Texto proporcionado:
La muerte es uno de los grandes tabúes occidentales. Nuestra sociedad no sabe qué hacer con ella. Cuando llega el momento de abordarla lo hace como quien sostiene un fósforo a punto de agotarse: se deshace de él lo antes posible. Al no tener conciencia de nuestro propio fin cometemos el error de actuar como si fuésemos a vivir eternamente.
Por otro lado, la mayoría de nosotros tiene un inventario mental cargado de agravios, malas palabras y peores gestos recibidos durante años de las personas con las que hemos compartido —o seguimos compartiendo— una historia. Personas que te importan o te han importado, lo quieras reconocer o no; de lo contrario no estarías ofendido/a.
Por ejemplo: aquella acusación envenenada en la comida de navidad de hace tantos años. O quizá esa llamada de soporte y consuelo que tanto esperabas y nunca llegó. Da lo mismo. El caso es que te sientes traicionado/a. Aunque sabes que cada día que pasa se agranda el abismo lleno de incomprensiones que os separa, no haces nada por solucionarlo.

Los datos:

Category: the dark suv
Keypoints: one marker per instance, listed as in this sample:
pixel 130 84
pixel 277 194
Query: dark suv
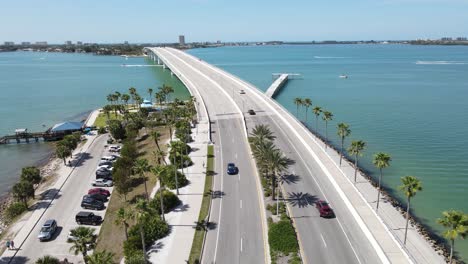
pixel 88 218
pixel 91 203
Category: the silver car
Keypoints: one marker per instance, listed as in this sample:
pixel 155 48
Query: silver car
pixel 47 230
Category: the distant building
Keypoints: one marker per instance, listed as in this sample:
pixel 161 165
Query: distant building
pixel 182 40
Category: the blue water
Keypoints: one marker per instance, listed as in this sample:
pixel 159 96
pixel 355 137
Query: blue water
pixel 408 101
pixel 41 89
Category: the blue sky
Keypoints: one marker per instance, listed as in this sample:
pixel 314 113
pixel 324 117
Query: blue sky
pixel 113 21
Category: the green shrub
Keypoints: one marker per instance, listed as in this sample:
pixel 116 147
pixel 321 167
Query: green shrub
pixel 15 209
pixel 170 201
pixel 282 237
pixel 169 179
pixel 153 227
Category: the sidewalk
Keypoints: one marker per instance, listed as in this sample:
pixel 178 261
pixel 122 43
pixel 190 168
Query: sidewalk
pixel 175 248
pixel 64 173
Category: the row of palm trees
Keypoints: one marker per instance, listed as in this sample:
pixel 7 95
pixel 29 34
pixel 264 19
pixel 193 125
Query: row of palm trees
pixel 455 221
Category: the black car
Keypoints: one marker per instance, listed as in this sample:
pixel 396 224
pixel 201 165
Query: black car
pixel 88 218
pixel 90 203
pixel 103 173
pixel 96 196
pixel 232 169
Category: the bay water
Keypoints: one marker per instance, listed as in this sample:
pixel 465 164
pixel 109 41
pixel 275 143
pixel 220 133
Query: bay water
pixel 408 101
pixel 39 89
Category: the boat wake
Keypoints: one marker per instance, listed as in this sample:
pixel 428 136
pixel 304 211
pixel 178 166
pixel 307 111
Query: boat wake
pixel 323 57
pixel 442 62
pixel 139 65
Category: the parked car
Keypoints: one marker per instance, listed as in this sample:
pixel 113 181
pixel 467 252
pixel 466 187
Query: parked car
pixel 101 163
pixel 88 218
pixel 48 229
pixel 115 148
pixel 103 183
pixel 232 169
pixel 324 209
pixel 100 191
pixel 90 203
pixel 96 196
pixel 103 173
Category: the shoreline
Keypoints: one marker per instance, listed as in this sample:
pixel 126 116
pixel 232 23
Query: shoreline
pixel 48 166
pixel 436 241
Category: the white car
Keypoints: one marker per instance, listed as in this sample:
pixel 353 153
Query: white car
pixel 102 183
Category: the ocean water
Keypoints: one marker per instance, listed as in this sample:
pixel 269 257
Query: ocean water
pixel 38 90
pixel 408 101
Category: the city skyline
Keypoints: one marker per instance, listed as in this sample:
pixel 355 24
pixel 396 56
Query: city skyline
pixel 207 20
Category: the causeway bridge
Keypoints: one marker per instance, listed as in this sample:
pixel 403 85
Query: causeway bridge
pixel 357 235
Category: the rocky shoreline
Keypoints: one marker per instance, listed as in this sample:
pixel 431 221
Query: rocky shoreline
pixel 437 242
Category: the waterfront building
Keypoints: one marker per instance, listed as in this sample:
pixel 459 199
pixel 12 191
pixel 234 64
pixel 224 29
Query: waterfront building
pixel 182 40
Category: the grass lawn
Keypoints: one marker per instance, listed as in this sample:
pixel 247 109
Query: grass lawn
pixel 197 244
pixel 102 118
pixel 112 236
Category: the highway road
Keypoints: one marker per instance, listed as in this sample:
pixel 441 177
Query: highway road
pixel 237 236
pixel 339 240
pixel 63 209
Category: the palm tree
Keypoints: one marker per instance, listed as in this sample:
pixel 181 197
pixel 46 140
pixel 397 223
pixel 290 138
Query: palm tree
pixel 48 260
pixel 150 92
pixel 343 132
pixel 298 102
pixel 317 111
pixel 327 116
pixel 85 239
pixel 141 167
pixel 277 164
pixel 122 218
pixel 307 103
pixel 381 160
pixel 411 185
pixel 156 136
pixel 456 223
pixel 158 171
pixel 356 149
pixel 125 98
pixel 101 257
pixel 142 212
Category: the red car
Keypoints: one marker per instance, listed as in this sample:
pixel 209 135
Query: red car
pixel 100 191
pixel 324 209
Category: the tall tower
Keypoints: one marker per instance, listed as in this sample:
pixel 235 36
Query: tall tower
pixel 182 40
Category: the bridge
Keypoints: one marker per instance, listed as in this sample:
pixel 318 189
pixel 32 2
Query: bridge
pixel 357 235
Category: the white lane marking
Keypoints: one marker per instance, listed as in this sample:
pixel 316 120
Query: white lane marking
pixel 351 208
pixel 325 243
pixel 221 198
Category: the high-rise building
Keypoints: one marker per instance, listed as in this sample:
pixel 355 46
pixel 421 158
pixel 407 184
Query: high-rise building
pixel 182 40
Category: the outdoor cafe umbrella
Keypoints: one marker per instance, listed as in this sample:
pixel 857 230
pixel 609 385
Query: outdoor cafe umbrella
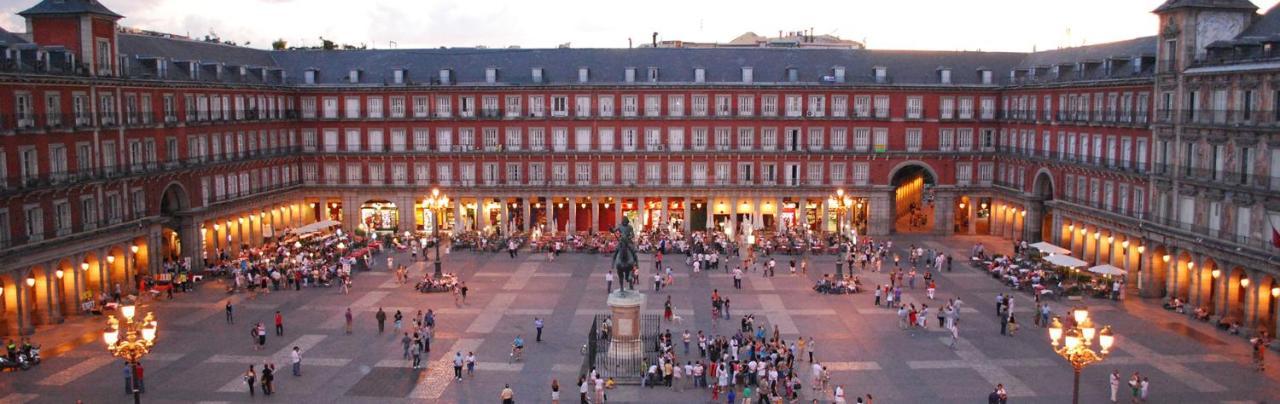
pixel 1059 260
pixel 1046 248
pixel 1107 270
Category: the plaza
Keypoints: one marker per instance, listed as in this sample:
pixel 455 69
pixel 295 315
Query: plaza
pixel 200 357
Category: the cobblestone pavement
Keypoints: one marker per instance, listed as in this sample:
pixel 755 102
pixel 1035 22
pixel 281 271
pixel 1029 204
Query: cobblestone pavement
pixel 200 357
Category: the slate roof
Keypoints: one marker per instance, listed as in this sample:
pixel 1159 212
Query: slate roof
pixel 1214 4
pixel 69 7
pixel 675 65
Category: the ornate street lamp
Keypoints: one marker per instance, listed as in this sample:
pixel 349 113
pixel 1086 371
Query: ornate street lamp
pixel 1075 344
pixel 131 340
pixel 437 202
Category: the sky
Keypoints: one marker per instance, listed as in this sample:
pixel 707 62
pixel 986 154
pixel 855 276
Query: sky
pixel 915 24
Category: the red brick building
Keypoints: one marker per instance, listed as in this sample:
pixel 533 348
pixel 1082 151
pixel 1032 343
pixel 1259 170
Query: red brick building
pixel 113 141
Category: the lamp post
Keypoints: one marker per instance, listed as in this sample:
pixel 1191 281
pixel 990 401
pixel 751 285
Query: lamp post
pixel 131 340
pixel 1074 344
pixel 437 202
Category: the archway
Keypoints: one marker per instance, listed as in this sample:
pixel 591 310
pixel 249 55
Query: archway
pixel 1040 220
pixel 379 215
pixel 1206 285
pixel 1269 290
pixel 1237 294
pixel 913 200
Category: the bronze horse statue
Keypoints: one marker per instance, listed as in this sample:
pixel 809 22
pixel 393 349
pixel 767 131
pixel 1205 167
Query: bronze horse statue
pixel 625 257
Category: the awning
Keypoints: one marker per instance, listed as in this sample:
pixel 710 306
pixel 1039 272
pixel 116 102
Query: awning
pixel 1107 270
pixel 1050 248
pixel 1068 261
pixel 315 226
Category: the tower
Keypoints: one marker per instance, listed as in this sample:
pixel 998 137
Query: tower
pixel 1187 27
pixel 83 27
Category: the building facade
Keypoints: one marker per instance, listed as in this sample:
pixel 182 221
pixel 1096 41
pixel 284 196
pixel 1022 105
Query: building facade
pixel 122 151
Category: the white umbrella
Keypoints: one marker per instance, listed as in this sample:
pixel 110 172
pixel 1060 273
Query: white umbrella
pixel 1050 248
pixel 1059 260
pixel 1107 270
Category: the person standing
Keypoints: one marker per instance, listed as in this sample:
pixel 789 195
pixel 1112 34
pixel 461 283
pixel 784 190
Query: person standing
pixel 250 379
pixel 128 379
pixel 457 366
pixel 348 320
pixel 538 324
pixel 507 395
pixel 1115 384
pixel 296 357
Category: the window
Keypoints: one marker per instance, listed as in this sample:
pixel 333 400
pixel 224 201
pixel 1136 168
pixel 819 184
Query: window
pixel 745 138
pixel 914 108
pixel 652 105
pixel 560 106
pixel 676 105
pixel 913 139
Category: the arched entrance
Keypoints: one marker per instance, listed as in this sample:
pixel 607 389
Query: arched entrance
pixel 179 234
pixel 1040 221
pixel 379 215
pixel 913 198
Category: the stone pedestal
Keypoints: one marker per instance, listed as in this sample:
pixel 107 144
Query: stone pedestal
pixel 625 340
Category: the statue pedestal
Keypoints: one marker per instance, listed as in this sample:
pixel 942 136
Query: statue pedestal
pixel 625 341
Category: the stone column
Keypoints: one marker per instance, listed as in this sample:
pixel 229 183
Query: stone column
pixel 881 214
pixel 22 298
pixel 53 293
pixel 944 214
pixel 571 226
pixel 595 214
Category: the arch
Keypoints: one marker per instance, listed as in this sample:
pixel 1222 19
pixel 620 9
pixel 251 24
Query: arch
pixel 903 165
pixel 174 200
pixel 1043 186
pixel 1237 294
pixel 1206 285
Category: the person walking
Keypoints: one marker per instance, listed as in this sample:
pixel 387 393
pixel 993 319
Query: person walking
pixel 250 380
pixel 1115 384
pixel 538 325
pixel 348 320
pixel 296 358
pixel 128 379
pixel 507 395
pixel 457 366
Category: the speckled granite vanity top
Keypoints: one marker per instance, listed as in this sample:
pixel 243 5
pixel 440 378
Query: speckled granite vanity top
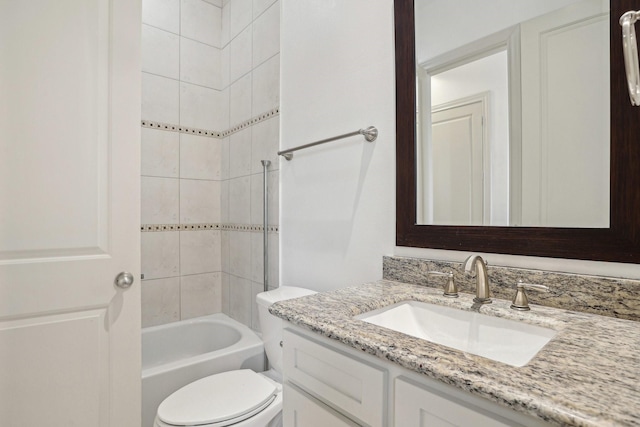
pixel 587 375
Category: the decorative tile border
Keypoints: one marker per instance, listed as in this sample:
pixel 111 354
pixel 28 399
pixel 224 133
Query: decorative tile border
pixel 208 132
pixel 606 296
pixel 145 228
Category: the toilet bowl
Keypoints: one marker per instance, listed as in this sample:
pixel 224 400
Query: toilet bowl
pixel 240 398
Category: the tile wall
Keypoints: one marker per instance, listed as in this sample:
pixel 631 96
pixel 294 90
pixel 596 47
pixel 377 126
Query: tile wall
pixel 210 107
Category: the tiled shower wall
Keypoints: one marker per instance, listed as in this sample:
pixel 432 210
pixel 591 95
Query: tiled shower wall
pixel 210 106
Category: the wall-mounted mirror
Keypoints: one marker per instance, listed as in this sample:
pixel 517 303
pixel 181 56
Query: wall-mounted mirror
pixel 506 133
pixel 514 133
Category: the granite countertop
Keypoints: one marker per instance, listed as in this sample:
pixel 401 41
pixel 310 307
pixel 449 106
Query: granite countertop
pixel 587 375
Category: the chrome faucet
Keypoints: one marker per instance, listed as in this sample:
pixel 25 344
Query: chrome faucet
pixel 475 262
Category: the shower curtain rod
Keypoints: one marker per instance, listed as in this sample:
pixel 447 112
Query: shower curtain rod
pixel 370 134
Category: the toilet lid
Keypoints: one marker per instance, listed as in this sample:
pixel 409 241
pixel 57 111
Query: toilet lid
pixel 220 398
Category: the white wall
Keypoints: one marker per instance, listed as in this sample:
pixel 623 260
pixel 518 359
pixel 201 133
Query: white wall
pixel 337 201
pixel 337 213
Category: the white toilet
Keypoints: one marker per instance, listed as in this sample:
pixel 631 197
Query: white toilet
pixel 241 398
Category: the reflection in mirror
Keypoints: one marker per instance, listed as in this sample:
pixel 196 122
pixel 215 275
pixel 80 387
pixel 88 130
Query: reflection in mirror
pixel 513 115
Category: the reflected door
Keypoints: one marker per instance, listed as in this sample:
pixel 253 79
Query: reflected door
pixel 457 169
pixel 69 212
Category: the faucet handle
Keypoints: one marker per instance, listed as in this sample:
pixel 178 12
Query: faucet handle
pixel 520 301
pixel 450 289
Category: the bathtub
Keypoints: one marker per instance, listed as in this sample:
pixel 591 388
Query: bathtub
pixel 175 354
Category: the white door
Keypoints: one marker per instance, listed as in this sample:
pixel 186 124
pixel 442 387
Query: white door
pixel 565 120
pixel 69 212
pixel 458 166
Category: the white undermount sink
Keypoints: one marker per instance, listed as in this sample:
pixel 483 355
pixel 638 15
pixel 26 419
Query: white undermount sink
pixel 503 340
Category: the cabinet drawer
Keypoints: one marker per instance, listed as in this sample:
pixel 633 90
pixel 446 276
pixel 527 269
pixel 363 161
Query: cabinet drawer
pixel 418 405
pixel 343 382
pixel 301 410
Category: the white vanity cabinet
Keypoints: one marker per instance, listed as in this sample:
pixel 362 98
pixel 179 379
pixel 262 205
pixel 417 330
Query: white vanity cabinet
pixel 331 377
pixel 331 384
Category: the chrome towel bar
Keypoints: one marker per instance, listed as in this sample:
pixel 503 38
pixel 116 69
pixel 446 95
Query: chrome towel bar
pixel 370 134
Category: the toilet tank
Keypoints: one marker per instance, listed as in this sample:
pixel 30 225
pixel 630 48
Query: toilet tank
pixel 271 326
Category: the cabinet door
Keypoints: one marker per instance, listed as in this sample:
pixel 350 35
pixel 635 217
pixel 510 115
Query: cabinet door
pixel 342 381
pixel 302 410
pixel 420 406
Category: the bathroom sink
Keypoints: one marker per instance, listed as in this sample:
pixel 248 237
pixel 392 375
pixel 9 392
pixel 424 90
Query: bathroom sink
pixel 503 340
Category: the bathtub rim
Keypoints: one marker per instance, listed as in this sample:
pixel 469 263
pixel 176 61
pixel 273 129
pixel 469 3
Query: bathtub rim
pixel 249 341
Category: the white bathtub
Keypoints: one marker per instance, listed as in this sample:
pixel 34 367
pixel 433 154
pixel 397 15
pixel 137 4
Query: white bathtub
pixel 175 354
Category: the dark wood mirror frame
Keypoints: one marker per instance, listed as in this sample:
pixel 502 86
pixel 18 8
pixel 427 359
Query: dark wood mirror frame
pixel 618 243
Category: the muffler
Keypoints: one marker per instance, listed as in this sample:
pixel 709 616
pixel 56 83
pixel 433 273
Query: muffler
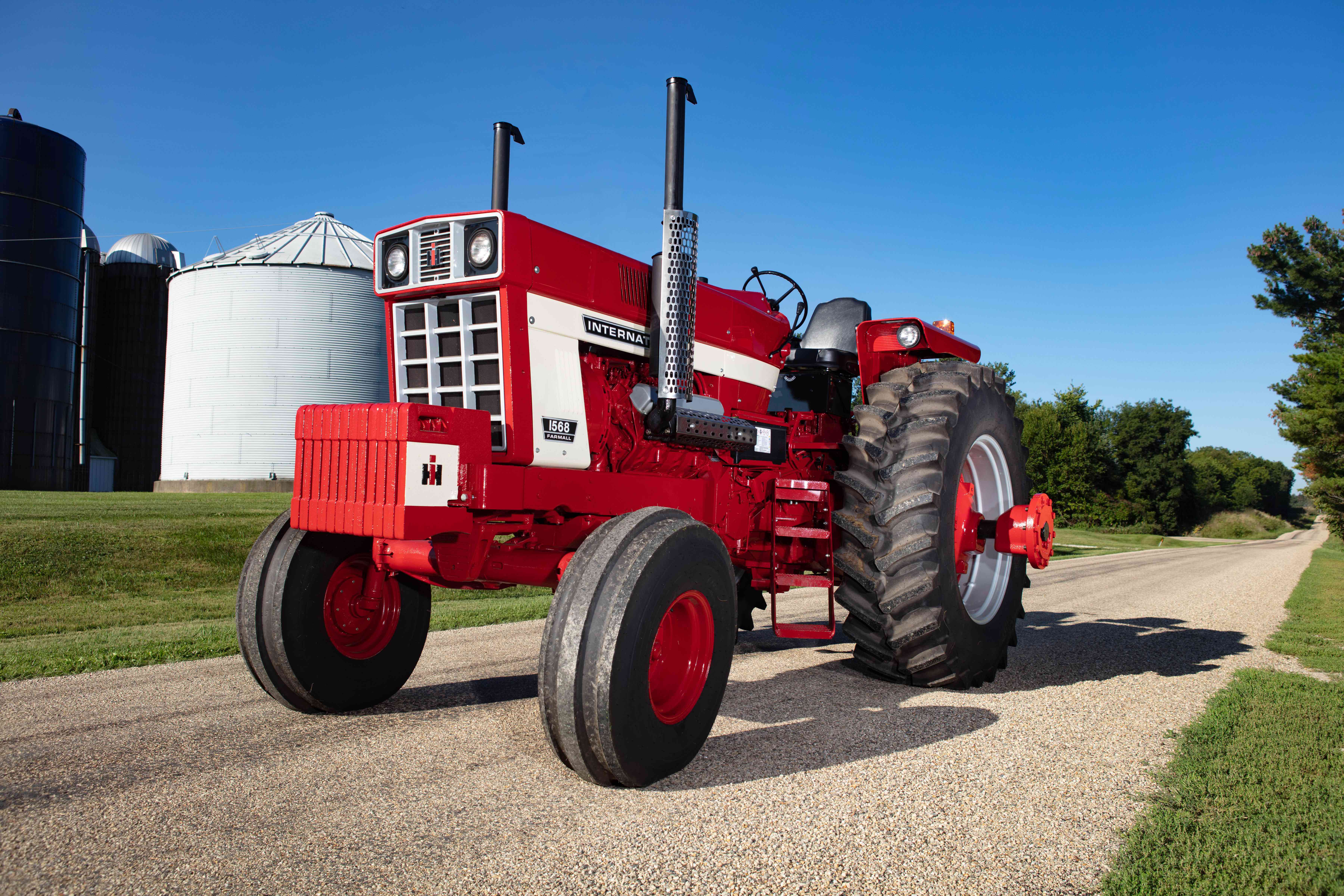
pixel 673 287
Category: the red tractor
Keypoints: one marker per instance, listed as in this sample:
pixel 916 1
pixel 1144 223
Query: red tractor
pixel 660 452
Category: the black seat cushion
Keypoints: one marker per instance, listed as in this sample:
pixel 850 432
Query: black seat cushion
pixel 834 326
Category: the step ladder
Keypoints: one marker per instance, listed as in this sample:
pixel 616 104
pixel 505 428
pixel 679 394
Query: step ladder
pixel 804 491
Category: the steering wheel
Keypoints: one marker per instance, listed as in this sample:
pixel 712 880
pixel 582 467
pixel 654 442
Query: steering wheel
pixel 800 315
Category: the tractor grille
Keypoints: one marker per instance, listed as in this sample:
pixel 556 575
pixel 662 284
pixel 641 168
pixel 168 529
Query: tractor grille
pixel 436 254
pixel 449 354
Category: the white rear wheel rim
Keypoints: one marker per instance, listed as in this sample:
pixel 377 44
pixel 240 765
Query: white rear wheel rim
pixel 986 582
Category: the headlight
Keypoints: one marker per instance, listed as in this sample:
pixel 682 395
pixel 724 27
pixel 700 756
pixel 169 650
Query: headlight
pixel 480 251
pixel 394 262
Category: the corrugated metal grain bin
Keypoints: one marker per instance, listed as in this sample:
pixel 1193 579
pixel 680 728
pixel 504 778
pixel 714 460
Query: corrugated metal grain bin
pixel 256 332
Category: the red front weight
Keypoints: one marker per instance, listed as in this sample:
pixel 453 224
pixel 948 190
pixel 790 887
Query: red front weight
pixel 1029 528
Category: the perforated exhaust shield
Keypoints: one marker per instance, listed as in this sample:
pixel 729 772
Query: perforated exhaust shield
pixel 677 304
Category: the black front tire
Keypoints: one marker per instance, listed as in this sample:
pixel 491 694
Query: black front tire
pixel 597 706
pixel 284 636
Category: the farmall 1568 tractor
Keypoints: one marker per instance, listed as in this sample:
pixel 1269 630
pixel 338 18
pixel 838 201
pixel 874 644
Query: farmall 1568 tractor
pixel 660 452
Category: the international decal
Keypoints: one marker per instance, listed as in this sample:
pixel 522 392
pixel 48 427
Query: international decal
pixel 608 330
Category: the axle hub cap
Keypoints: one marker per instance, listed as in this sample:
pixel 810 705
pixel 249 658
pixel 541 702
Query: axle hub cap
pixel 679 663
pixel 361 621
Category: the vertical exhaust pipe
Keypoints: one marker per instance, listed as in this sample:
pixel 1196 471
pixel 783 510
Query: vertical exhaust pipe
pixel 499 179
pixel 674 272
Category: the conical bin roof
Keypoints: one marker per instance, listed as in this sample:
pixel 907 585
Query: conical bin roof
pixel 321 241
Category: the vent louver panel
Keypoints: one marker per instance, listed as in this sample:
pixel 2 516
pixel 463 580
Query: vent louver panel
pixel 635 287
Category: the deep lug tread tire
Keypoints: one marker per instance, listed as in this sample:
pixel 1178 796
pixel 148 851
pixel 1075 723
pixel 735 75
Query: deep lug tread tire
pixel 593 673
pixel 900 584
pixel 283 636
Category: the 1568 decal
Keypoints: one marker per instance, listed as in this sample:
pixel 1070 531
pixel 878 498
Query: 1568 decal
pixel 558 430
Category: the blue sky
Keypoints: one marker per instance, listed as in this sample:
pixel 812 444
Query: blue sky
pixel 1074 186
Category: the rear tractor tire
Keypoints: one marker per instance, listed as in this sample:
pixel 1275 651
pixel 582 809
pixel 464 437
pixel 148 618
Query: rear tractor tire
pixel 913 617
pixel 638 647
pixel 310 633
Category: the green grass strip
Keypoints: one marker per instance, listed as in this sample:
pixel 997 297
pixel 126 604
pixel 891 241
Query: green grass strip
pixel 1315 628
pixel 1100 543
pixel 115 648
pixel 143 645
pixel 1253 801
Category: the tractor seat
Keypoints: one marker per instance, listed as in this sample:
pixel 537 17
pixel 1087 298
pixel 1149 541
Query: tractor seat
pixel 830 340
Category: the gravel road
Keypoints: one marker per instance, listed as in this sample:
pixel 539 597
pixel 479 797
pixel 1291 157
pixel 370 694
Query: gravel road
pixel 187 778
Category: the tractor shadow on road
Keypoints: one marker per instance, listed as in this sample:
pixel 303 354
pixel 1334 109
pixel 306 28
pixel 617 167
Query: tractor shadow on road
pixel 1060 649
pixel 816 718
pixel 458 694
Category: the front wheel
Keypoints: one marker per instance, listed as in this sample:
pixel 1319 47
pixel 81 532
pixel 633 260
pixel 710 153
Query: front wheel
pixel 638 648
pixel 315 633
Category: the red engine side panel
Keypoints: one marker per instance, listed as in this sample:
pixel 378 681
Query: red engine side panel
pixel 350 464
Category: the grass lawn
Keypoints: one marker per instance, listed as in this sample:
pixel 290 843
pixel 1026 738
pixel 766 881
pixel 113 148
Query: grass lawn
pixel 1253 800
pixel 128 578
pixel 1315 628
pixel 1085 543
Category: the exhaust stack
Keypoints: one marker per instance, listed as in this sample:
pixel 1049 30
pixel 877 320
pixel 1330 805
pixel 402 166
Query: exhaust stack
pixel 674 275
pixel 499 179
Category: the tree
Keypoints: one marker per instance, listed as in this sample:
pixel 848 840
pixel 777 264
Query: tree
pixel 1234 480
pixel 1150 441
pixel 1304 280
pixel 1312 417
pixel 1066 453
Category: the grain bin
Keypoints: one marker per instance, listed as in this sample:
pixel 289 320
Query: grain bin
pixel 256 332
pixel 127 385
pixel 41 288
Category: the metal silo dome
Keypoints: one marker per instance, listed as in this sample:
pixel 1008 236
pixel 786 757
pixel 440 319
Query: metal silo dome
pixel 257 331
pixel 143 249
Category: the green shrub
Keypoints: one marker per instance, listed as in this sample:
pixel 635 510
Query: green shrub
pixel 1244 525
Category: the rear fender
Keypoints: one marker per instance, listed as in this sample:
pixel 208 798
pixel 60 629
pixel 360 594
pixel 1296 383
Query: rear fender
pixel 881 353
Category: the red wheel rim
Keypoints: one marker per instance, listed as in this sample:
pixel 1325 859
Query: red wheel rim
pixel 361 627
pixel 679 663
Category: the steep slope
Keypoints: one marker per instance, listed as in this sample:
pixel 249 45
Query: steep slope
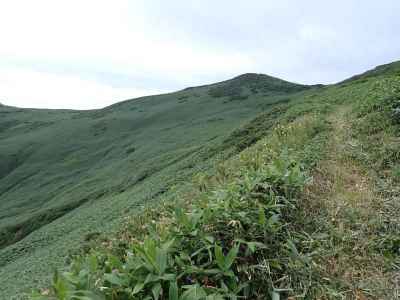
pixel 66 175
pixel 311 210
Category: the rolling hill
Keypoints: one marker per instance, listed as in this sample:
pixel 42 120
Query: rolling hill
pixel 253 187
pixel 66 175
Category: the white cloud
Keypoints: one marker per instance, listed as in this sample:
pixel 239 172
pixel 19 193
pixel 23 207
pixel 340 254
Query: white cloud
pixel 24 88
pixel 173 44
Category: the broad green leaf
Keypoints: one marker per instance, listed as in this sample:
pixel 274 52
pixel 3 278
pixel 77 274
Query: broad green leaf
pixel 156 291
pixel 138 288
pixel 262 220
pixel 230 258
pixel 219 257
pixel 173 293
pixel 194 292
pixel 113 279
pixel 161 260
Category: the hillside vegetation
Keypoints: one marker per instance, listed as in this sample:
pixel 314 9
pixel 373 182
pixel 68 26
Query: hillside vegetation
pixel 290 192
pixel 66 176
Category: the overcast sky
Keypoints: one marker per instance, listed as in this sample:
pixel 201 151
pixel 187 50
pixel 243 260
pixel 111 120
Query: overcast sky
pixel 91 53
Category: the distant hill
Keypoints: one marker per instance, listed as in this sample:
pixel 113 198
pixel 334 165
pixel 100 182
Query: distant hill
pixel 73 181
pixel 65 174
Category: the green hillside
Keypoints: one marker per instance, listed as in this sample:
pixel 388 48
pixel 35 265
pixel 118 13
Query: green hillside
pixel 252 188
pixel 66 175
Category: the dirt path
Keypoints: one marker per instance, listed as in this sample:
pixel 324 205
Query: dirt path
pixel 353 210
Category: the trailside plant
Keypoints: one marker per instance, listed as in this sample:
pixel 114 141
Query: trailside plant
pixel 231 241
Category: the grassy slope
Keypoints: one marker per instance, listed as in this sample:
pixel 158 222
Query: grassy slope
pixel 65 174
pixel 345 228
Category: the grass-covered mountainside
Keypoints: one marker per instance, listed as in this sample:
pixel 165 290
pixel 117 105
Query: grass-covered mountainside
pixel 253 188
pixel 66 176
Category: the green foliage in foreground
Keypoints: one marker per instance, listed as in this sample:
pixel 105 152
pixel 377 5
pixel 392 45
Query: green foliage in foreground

Tarea por realizar: Según el texto sobre la muerte como tabú, ¿qué cosas recibidas durante años carga el inventario mental de la mayoría de nosotros? Enuméralas todas.

Resultado:
- Agravios
- Malas palabras
- Peores gestos